_Exercise goal_: The lines from the top of the data down to the line with "Give every instance of the overcast" should be repeated exactly, both ends included.

_Source material_:
□ □ □ □

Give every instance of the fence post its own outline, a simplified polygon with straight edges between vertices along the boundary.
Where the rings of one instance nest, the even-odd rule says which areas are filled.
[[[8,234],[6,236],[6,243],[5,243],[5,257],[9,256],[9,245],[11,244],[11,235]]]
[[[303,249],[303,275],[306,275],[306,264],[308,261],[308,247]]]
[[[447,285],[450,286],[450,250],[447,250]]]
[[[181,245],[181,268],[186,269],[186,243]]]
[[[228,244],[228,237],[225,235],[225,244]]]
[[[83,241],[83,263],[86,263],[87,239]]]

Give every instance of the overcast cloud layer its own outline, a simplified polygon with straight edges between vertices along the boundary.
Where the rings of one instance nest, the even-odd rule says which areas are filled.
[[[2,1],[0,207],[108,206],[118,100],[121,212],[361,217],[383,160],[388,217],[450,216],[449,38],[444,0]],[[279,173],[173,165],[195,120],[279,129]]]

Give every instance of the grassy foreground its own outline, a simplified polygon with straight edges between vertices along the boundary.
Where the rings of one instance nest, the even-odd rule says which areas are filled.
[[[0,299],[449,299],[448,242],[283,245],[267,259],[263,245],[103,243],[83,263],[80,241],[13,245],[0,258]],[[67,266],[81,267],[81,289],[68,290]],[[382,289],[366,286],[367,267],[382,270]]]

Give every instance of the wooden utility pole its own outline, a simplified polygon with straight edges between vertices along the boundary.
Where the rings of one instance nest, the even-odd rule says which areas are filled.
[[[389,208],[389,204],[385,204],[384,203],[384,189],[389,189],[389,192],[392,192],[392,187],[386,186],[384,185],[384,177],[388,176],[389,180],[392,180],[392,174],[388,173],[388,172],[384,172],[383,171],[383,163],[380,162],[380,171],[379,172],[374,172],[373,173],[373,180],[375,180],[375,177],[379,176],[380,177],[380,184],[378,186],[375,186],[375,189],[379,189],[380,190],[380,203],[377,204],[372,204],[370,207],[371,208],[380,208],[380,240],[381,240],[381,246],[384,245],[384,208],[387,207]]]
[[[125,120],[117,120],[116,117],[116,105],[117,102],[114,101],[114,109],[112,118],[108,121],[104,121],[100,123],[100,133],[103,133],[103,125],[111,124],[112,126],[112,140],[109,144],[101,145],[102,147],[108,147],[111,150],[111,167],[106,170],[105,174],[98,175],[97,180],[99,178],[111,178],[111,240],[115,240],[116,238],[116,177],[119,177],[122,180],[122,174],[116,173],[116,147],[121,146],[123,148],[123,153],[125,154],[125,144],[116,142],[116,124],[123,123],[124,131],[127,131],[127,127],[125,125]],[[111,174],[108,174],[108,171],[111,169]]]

□ □ □ □

_Solved exercise_:
Give every instance of the fence post its own outline, a simplified polygon with straight edges between vertices along the boundary.
Where the rings of one instance nest, the even-odd rule says which areas are filled.
[[[8,234],[6,236],[6,243],[5,243],[5,257],[9,256],[9,245],[11,244],[11,235]]]
[[[303,249],[303,275],[306,275],[306,264],[308,261],[308,247]]]
[[[447,285],[450,286],[450,250],[447,250]]]
[[[181,245],[181,268],[186,269],[186,243]]]
[[[228,244],[228,237],[225,235],[225,244]]]
[[[83,241],[83,263],[86,263],[87,239]]]

Give every instance of the overcast cloud layer its own outline, a simplified polygon with straight edges between vertices along the boundary.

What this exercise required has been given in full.